### Data entries ###
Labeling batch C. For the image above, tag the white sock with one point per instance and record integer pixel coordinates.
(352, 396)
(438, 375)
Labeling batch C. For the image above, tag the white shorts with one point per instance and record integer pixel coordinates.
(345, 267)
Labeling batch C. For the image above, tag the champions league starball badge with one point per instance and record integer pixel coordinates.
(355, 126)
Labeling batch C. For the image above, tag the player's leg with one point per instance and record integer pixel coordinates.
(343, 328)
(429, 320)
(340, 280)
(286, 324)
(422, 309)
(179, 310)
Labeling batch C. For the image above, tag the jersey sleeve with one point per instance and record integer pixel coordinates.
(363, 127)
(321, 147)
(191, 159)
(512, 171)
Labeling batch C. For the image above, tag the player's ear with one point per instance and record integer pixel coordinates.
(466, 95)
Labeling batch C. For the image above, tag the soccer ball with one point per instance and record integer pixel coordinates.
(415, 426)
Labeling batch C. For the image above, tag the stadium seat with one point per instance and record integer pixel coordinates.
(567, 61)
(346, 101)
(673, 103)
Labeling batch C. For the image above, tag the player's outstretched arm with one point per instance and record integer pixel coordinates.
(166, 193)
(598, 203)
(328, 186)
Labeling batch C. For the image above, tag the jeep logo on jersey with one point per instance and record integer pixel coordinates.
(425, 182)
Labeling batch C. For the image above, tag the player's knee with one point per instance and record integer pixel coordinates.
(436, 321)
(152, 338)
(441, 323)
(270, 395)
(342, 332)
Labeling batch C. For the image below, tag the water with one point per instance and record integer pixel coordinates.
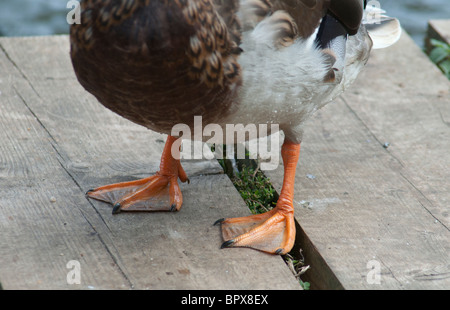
(46, 17)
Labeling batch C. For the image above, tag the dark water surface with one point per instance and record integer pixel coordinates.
(45, 17)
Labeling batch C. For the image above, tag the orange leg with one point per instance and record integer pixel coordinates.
(159, 192)
(273, 231)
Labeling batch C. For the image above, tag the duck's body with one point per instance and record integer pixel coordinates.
(160, 63)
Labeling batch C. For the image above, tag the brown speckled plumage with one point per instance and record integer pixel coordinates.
(159, 62)
(162, 62)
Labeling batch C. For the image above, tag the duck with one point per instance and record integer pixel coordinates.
(160, 63)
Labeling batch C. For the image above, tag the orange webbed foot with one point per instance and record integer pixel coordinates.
(274, 231)
(159, 192)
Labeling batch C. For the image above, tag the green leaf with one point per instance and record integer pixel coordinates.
(445, 67)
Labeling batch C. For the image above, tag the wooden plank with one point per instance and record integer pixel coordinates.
(438, 29)
(74, 143)
(366, 208)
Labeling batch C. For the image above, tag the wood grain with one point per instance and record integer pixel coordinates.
(57, 142)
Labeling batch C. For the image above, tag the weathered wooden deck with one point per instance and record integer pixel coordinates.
(366, 204)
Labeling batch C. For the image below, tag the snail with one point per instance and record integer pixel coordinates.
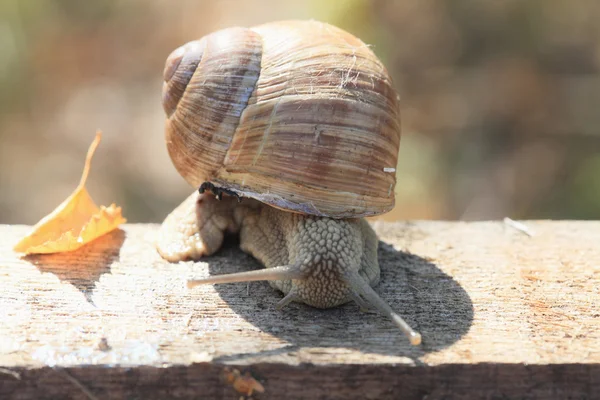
(291, 132)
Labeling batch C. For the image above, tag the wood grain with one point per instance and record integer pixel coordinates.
(502, 315)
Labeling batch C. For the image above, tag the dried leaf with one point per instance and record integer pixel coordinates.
(243, 384)
(75, 222)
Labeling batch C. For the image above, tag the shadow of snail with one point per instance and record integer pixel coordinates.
(427, 298)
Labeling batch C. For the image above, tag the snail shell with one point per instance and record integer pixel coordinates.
(300, 115)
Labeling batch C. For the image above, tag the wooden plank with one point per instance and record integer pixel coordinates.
(501, 314)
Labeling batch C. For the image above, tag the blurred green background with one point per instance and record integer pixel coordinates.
(500, 100)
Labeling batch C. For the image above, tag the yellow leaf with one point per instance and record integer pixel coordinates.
(75, 222)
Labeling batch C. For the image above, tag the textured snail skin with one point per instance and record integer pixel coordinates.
(299, 120)
(324, 249)
(300, 115)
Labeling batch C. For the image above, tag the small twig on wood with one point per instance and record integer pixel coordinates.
(80, 385)
(518, 226)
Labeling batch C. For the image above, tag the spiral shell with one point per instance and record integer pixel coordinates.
(300, 115)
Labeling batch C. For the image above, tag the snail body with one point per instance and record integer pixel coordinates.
(298, 120)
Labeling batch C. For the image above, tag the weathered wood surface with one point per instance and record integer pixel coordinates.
(502, 315)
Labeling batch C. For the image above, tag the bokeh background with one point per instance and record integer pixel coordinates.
(500, 100)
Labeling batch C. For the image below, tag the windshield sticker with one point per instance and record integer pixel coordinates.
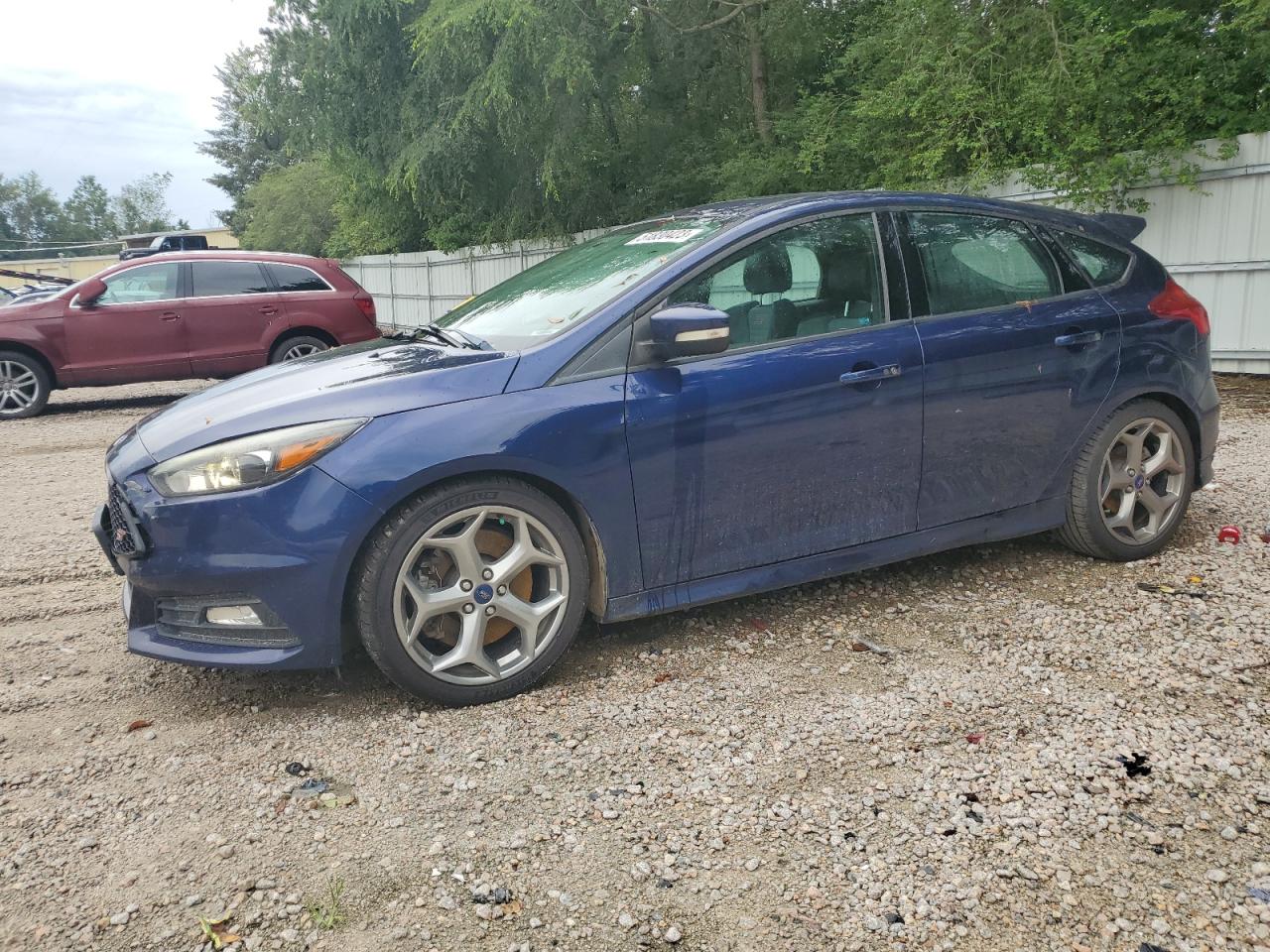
(671, 236)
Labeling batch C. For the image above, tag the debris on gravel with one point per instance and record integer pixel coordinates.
(1029, 752)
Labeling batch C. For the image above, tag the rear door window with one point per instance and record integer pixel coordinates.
(227, 278)
(1102, 263)
(975, 262)
(291, 277)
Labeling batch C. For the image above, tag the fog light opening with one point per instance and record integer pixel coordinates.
(234, 617)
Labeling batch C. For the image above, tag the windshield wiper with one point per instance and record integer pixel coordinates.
(449, 338)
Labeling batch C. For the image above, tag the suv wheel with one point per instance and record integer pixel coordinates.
(23, 385)
(471, 592)
(1130, 484)
(295, 348)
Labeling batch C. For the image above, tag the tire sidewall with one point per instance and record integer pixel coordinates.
(375, 606)
(285, 345)
(41, 379)
(1115, 547)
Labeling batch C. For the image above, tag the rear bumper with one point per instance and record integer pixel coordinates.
(287, 547)
(1209, 413)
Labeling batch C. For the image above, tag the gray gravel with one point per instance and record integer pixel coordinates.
(730, 778)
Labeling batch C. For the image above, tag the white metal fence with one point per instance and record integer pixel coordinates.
(1215, 241)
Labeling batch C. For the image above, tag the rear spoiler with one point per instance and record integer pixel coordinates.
(1123, 226)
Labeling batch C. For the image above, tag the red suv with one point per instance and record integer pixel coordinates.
(189, 313)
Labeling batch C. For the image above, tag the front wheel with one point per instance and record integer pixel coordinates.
(471, 592)
(1130, 485)
(23, 385)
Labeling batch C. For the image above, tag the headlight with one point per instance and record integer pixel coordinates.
(249, 461)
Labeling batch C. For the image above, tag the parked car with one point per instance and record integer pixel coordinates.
(193, 313)
(30, 294)
(722, 402)
(167, 243)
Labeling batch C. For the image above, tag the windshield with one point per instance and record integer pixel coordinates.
(553, 296)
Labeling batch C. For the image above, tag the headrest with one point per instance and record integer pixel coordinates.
(769, 272)
(848, 275)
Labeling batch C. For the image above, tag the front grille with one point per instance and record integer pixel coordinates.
(122, 529)
(186, 619)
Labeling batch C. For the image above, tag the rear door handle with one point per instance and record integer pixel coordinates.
(1086, 336)
(871, 373)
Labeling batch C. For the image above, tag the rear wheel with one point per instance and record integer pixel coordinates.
(23, 385)
(295, 348)
(471, 592)
(1130, 485)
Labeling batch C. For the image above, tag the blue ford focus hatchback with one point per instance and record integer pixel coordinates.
(720, 402)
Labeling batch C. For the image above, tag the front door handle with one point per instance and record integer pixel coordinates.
(871, 373)
(1079, 339)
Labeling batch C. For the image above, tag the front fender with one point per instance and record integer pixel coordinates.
(571, 435)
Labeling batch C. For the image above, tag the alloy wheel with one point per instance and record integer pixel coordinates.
(19, 388)
(1142, 483)
(296, 350)
(480, 594)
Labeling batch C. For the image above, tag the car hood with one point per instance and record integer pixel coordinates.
(373, 379)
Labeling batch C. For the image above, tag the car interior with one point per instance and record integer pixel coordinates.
(801, 284)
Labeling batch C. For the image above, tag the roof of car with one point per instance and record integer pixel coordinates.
(234, 253)
(829, 200)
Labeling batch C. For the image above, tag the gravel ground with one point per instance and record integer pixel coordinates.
(729, 778)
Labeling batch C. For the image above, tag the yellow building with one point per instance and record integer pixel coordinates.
(87, 266)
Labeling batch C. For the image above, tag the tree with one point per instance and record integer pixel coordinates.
(243, 144)
(141, 206)
(1087, 95)
(291, 208)
(87, 213)
(452, 122)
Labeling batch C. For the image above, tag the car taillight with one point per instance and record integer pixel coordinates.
(1175, 303)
###
-- Written exercise --
Print the records above from the line with "Labeling batch C. For the image above, tag the small" up to and including the line with "(1215, 241)", keeping every line exactly the same. Leave out the pictures.

-- Correct response --
Labeling batch C. For the image above, tag the small twig on wood with one point per instance and record integer pixel coordinates.
(80, 385)
(518, 226)
Labeling batch C. For the image above, tag the spiral shell with one point per instance and record integer pixel coordinates.
(300, 115)
Labeling batch C. For the image above, tag the snail body with one point per instance and record integer pixel coordinates.
(298, 120)
Labeling batch C. For the image above, tag the weathered wood surface with one point per instance and record integer pixel coordinates.
(502, 315)
Labeling batch C. For the image above, tag the bokeh background with one point per instance and record integer pixel coordinates.
(500, 100)
Labeling batch C. For the image below, tag the windshield sticker with one point per instance and record integer pixel coordinates.
(671, 236)
Labeling batch C. For the image above, tag the debris on gravel with one point per instance and record integer pixel coordinates.
(1029, 752)
Labeling batch C. For the image above, tag the rear door window with one point per instance and record integer pixel coordinates.
(227, 278)
(1102, 263)
(975, 262)
(291, 277)
Labeling batch C. For the image above, tag the fog light opening with one point per instance and record integer pixel coordinates.
(234, 617)
Labeling batch C. For the image above, tag the windshield wiper with one point per instance and record integer pixel coordinates.
(449, 338)
Labeling batch C. For the image above, tag the suv wheel with one point per instance and record integer pixel coordinates.
(23, 385)
(471, 592)
(1130, 484)
(295, 348)
Labeling batch C. For the image above, tag the tire sidewall with one point per instance and record integer pixel coordinates.
(375, 606)
(285, 345)
(41, 379)
(1115, 547)
Labeling batch C. For the image above, tag the rear bumper with one point per instance and record integer pixel coordinates.
(287, 547)
(1209, 413)
Labeling batch C. For the image above, tag the gray gravel with one point per instance and record integer pixel coordinates.
(730, 778)
Labeling batch C. For the image above, tag the white metal fence with one point per instance and record integer pixel coordinates.
(1215, 241)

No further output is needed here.